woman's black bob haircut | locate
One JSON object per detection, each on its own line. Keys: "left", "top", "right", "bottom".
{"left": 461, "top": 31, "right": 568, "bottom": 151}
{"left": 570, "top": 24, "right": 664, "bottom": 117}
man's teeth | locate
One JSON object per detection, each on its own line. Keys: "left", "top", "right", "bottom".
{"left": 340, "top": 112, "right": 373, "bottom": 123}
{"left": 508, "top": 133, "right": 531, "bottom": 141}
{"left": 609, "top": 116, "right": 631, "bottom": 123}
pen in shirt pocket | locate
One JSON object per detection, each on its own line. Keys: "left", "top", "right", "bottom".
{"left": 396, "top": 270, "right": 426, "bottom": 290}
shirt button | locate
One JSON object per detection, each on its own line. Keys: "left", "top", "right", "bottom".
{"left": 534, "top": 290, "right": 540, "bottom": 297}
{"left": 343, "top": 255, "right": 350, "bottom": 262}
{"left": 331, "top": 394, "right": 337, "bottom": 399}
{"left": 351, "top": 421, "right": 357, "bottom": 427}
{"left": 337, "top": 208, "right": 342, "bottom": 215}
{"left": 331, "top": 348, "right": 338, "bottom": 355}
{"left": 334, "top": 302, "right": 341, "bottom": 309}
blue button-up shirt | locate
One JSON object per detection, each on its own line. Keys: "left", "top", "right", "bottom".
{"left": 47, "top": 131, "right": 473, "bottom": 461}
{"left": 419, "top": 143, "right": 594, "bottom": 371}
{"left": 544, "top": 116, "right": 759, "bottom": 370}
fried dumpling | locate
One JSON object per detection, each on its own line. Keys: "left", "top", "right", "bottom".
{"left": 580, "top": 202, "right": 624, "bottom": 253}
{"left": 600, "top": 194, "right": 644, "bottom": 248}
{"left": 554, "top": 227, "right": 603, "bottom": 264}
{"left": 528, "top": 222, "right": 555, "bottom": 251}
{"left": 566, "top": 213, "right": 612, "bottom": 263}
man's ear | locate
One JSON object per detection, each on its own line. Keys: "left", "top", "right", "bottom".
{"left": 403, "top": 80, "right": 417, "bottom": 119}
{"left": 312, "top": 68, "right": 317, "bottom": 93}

+++++

Out of the material above, gather each line where "locate" appears.

woman's black bob haircut | locate
man's teeth | locate
pen in shirt pocket | locate
shirt button | locate
blue button-up shirt | locate
fried dumpling | locate
man's ear | locate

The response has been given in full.